原文:
+===+

時影の魂魄を胸に抱いた朱顔

時影が目覚める

 

朱顔が誰かわからない時影

時影の魂魄が安定するまでの間は

時影は朱顔と出会う前の記憶しか持てない

 

朱顔を思い出せば

精神が揺らぎ

時影の魂魄は散ってしまう

 

朱顔は

世子の記憶しかない時影の世話をしながら

共に三日を過ごす

 

時影が完全に復活した後は

二度と時影を殺すことのないように

彼の傍を去って

二度と会わないと決めた朱顔

 

目覚めた時影は

苦悩を知らない無邪気で可愛い

世子のままであった

 

世話をする朱顔を召使とは思えず

過去に二人の間に何があっても

自分はそなたを責めない

共にいると心地よいと朱顔に言う

 

日一日と

朱顔への想いが募っていく時影

 

夕方になると眠り

朝方に起きる時影は

眠くなると朱顔の肩に

ほほを寄せて眠る

 

そのあどけない時影に

ますます愛しさが募っていく朱顔

 

朱顔はこの三日間を

これからの生きる力にしようと

神からの贈り物だと思うのだ

 

最後の一日

時影の魂魄が安定したのを見届けた朱顔は

初めて出会った繁星湖の岸で

その時踊った舞いを舞う

 

舞い終った朱顔に近づいた時影は

「以前にもこの舞いを見せたことがあるだろう?」

+===+

記録データ:
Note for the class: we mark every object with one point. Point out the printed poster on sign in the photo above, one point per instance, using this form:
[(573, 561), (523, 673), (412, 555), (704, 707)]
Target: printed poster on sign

+===+

目的:
原文によると、朱顔が時影と初めて出会った場所はどこか答えてください。

解答:
繁星湖の岸です。